-- Start of Document extract --

Three problems. Cascades fire — any row with a foreign key to the deleted countries either gets cascade-deleted (data loss) or blocks the delete (restrict). IDs change — even if you specify the IDs in `COUNTRIES`, the delete + insert breaks every external reference (cached queries, log lines, support tickets). It's not race-safe — a concurrent request between the delete and the create sees zero countries.

`upsert` is one statement per row, idempotent and race-safe; the per-row overhead is fine because reference-data seeds are by definition small.

---

## Bootstrap vs dev vs demo

A grown codebase has three flavours of seed data and they want to be separately invokable:

* **Bootstrap** — always-on. The admin user, the default org, currencies, plans, feature flags. Runs in every environment including production. Must be idempotent. Small (<1,000 rows).

-- End of Document extract --
-- Start of Excerpted data --

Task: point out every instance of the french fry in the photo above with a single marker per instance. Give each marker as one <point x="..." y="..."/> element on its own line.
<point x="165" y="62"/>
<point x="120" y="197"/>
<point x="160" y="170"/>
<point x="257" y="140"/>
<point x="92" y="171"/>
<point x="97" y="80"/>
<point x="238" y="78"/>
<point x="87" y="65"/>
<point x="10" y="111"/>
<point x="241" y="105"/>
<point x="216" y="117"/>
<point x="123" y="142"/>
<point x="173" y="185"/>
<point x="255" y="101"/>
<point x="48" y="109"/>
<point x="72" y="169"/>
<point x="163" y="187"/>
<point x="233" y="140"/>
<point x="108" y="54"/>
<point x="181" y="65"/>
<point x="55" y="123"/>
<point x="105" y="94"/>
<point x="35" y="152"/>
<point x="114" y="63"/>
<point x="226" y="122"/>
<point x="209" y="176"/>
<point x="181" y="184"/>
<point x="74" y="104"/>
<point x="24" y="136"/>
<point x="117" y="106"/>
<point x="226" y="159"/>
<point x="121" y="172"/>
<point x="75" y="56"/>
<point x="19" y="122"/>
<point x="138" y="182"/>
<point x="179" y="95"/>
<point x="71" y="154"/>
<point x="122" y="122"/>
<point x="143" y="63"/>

-- End of Excerpted data --

Retype the portion of the seeding text between "## Bootstrap vs" and "Small (<1,000 rows).", inclusive. The lines above have no connection to the seeding text.

## Bootstrap vs dev vs demo

A grown codebase has three flavours of seed data and they want to be separately invokable:

* **Bootstrap** — always-on. The admin user, the default org, currencies, plans, feature flags. Runs in every environment including production. Must be idempotent. Small (<1,000 rows).